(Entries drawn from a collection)
§ §

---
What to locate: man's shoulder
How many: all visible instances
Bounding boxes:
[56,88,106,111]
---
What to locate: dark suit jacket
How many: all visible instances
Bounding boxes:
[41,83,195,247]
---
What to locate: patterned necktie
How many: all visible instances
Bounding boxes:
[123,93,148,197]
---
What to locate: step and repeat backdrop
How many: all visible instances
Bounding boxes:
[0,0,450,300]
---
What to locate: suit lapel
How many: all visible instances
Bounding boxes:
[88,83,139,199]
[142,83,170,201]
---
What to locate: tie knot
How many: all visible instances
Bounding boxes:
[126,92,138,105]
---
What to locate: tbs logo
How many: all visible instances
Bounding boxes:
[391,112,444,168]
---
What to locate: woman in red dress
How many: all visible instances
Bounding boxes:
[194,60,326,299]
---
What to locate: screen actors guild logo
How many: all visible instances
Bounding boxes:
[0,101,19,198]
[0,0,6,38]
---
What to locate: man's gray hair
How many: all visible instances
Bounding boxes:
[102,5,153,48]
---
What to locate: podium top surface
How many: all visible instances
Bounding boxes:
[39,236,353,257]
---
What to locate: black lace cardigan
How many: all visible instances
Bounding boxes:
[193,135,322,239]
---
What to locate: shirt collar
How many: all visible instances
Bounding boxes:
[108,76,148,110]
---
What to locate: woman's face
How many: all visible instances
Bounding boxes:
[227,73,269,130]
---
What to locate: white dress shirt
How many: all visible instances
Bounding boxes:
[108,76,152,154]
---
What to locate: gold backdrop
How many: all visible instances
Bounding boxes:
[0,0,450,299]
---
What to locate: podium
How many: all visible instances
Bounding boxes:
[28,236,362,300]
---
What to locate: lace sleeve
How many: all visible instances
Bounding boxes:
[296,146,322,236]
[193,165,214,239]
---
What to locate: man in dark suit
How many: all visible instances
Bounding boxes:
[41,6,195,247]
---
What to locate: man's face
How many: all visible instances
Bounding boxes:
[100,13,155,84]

§ §

• **GOAL**: Update the records above by replacing "podium" with "lectern" wherever it occurs, and keep everything else the same.

• **TASK OUTPUT**:
---
What to locate: man's shoulder
How many: all visible instances
Bounding boxes:
[56,88,106,111]
---
What to locate: dark suit jacket
How many: all visible instances
Bounding boxes:
[41,83,195,247]
---
What to locate: patterned necktie
How many: all visible instances
Bounding boxes:
[123,93,148,197]
---
What to locate: step and repeat backdrop
How many: all visible instances
Bounding boxes:
[0,0,450,300]
---
What to locate: suit lapel
How many: all visible instances
Bounding boxes:
[88,83,139,199]
[142,83,170,201]
---
What to locate: tie knot
How many: all visible instances
Bounding boxes:
[126,92,138,105]
---
What to locate: tbs logo
How many: all visible instances
Bounding boxes:
[391,112,444,168]
---
What to locate: woman in red dress
How many: all visible instances
Bounding boxes:
[194,60,326,299]
---
What to locate: screen actors guild logo
How many: all visible instances
Bounding boxes:
[0,101,19,198]
[0,0,6,38]
---
What to locate: man's gray hair
How many: all visible instances
Bounding boxes:
[102,5,153,48]
---
What to locate: lectern top surface
How many: all visible instances
Bounding boxes:
[39,236,353,257]
---
What to locate: black lace cardigan
How many: all visible instances
Bounding boxes:
[193,135,322,239]
---
What to locate: shirt collar
How many: all visible instances
Bounding boxes:
[108,76,148,110]
---
What to locate: woman's face
How many: all visible instances
Bounding boxes:
[227,73,269,130]
---
What to locate: white dress shirt
How many: all visible instances
Bounding boxes:
[108,76,152,154]
---
What to locate: gold backdrop
How many: all visible instances
Bounding boxes:
[0,0,450,299]
---
What to locate: lectern
How many: all visible instances
Bounding boxes:
[28,236,362,300]
---
What to locate: lace sleeve
How many: all visible instances
Bounding boxes:
[296,146,322,236]
[193,165,214,239]
---
What to locate: man in dark suit
How many: all visible instances
Bounding boxes:
[41,6,195,247]
---
What to locate: man's face
How many: all visible instances
Bounding boxes:
[100,13,155,84]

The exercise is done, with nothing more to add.